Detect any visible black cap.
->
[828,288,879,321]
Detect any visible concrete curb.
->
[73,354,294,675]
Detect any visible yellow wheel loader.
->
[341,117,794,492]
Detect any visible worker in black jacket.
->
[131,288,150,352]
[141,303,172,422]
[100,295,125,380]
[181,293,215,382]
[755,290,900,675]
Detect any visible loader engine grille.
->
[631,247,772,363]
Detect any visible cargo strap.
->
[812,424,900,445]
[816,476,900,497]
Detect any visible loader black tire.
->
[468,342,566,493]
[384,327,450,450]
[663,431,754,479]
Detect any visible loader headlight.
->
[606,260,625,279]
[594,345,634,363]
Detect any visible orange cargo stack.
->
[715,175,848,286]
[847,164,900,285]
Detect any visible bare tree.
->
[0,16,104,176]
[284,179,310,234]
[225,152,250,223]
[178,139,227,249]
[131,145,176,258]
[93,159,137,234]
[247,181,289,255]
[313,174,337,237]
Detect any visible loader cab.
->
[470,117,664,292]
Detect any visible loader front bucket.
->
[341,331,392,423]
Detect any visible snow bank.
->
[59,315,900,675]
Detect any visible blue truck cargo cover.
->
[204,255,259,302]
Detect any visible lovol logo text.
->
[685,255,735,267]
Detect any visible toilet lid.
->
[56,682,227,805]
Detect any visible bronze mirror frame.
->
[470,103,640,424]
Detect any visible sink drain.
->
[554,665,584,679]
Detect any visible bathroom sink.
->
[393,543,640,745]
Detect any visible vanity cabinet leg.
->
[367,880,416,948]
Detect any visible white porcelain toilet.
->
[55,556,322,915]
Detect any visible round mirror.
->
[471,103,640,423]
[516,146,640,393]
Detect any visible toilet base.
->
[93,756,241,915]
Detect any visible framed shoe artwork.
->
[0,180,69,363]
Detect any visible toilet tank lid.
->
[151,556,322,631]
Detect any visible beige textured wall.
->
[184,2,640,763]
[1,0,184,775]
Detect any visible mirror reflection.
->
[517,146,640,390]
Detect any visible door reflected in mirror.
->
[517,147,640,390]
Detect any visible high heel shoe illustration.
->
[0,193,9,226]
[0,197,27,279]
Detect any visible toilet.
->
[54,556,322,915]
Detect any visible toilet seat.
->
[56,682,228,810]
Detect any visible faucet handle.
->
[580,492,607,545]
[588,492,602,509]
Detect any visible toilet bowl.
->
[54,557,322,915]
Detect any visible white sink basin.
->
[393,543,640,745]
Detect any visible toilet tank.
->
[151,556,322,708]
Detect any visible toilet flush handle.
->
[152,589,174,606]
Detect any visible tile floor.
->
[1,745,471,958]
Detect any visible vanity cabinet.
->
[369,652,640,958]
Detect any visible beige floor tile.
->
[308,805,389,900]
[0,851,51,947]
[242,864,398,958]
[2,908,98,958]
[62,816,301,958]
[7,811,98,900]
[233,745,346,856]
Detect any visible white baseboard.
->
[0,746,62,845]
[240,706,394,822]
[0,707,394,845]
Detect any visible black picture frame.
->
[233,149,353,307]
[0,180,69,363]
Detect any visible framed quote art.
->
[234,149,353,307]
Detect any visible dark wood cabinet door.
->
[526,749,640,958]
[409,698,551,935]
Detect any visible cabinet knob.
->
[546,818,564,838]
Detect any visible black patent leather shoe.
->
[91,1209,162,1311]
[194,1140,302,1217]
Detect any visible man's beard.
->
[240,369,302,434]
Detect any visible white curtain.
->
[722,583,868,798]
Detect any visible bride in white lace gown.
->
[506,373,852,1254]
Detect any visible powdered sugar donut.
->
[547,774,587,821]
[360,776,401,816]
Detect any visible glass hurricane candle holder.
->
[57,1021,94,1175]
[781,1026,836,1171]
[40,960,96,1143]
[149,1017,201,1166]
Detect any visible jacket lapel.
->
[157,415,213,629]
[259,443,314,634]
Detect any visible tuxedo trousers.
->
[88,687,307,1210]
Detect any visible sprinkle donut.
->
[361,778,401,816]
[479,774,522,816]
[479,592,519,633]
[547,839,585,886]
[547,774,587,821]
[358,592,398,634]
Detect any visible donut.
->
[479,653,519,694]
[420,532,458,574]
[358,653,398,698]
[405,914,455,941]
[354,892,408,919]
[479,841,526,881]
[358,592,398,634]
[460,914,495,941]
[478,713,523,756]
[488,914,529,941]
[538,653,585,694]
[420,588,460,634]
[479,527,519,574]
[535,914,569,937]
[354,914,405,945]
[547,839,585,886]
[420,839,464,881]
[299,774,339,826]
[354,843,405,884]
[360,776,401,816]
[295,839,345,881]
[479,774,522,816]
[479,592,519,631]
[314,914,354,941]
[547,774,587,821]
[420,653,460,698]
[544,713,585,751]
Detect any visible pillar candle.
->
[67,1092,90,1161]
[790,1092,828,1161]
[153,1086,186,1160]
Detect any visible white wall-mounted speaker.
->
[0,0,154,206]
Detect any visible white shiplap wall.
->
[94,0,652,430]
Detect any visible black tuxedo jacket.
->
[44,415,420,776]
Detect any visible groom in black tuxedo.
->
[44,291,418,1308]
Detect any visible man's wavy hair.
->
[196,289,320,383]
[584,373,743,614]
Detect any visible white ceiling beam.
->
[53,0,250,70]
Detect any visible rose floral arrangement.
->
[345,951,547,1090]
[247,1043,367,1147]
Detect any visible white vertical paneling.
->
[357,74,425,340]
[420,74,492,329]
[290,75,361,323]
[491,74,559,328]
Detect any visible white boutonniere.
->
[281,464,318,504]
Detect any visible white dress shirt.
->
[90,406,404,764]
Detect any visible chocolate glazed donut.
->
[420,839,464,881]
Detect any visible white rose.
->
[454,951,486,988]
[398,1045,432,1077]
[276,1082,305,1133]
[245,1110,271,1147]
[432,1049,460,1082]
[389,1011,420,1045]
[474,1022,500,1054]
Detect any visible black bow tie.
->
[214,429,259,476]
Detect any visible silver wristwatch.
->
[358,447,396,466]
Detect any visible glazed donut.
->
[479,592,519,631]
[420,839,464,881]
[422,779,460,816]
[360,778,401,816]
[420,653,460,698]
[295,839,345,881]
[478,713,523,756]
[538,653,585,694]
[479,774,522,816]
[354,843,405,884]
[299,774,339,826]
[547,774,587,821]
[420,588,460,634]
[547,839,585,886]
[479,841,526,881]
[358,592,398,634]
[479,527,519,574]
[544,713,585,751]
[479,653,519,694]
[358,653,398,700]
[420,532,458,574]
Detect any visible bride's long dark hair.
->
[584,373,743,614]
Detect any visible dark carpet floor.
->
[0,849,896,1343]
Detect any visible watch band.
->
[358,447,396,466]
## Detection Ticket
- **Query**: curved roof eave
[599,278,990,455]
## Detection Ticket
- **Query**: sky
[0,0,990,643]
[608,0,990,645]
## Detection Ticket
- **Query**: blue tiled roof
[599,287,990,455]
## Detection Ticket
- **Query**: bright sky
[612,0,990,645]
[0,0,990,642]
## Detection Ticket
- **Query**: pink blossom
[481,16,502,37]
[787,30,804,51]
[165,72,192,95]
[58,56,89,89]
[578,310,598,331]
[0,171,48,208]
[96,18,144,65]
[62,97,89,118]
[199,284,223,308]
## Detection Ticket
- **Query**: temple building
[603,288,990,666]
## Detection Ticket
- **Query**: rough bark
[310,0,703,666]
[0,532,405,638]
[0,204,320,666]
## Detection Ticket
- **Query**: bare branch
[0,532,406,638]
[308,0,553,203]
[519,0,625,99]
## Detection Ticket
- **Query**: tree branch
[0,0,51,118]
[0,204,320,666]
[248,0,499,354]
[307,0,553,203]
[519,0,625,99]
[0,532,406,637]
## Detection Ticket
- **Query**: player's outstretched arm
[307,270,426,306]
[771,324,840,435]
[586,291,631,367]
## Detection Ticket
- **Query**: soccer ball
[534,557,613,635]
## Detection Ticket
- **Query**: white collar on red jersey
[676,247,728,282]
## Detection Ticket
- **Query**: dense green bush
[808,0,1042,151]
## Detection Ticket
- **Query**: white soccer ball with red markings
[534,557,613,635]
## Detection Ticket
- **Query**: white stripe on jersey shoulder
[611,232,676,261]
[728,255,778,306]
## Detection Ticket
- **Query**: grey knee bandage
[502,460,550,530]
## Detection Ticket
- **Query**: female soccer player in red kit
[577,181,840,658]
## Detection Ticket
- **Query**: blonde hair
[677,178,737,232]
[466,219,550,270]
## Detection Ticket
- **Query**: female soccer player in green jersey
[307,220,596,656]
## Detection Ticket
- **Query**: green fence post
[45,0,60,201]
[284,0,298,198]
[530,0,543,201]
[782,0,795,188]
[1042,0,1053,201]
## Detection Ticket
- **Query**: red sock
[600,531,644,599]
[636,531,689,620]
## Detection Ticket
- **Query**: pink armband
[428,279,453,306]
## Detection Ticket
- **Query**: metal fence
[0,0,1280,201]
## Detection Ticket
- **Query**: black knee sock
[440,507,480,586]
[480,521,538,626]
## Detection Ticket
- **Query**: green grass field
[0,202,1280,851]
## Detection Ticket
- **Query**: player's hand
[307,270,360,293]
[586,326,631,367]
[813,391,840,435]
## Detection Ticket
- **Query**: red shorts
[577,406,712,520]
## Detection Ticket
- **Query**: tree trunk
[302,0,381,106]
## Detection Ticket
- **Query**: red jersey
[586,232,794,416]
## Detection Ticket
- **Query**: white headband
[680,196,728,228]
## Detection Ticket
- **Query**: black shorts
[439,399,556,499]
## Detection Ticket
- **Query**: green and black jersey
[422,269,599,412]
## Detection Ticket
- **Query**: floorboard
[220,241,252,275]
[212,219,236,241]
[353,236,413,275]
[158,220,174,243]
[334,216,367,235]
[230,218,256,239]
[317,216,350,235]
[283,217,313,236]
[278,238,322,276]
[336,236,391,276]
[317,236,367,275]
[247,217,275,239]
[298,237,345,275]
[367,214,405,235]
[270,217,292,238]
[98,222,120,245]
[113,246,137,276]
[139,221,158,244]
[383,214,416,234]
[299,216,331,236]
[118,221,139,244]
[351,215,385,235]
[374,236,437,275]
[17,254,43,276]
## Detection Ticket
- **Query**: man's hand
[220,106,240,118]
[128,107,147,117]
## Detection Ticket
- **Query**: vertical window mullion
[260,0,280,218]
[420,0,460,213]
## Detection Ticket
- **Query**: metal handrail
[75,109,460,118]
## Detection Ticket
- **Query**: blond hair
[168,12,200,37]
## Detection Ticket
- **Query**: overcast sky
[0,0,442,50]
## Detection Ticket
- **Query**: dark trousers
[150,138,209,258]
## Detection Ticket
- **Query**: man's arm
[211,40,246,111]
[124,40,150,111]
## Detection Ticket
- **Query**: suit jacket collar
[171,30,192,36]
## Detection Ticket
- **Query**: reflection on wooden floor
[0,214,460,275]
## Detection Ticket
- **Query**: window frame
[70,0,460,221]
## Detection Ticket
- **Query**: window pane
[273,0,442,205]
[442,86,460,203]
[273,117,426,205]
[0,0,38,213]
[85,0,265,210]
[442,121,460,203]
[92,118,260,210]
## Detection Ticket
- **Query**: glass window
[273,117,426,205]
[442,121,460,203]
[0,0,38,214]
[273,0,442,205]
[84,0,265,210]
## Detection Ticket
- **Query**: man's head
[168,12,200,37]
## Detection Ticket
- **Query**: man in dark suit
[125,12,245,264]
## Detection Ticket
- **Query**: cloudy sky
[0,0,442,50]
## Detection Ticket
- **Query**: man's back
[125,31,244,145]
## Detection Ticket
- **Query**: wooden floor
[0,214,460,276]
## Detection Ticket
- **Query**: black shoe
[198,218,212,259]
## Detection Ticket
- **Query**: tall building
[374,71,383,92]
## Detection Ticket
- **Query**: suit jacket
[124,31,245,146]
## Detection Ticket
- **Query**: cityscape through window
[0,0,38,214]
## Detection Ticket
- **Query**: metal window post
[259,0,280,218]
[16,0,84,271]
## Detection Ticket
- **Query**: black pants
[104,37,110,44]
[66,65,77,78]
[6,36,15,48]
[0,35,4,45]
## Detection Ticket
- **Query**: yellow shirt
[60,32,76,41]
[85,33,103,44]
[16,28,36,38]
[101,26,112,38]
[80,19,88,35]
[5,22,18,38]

**Set problem**
Output the lines as a JSON list of strings, one string per line with blank lines omitted, starting at the line containing "Detect any visible high" and ending at the line containing "[0,707,394,845]".

**Task answer**
[
  "Detect any visible high heel shoe illustration.",
  "->",
  "[0,193,9,226]",
  "[0,197,27,279]",
  "Detect any visible toilet.",
  "->",
  "[54,556,322,915]",
  "Detect any visible toilet seat.",
  "->",
  "[56,682,228,810]",
  "Detect any visible faucet handle.",
  "->",
  "[580,492,607,545]",
  "[588,492,602,509]",
  "Detect any visible toilet bowl.",
  "->",
  "[54,557,322,915]",
  "Detect any visible white sink basin.",
  "->",
  "[393,543,640,745]",
  "Detect any visible toilet tank.",
  "->",
  "[151,556,322,708]",
  "Detect any visible toilet flush handle.",
  "->",
  "[152,589,174,606]",
  "Detect any visible tile floor.",
  "->",
  "[1,745,471,958]",
  "Detect any visible vanity cabinet.",
  "->",
  "[369,652,640,958]",
  "Detect any visible beige floor tile.",
  "->",
  "[308,805,389,900]",
  "[0,851,51,947]",
  "[242,864,398,958]",
  "[2,908,98,958]",
  "[62,816,301,958]",
  "[7,811,98,900]",
  "[233,745,346,856]",
  "Detect any visible white baseboard.",
  "->",
  "[0,746,62,845]",
  "[240,706,394,822]",
  "[0,707,394,845]"
]